[Stored items]
▼

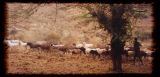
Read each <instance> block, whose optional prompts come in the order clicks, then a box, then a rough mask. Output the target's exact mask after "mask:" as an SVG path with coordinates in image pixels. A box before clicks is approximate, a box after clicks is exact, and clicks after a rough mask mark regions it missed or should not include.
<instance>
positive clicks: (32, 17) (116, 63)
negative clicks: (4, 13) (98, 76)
mask: <svg viewBox="0 0 160 77" xmlns="http://www.w3.org/2000/svg"><path fill="white" fill-rule="evenodd" d="M5 9H6V23H7V24H6V26H5V27H6V36H5V40H4V43H5V48H6V51H5V52H6V58H5V60H6V68H7V69H6V73H7V74H114V73H138V74H139V73H140V74H151V73H152V60H153V57H152V56H151V55H152V53H153V52H154V48H153V39H152V31H153V26H154V24H153V21H154V18H153V16H152V14H153V6H152V4H106V3H16V2H15V3H9V2H8V3H6V8H5Z"/></svg>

▲

EXERCISE:
Locate every line in the records that contains the word "clicks" and copy each of those lines.

SOLUTION FOR THIS PROBLEM:
Read each <instance> block, whose optional prompts come in the order clicks, then a box, then a rough mask. Output the target's exact mask after "mask:" as an SVG path with coordinates in image pixels. A box before clicks is approximate, a box after clicks is exact, and clicks after a rough mask mark regions it missed or should not include.
positive clicks: (32, 17) (116, 63)
negative clicks: (4, 13) (98, 76)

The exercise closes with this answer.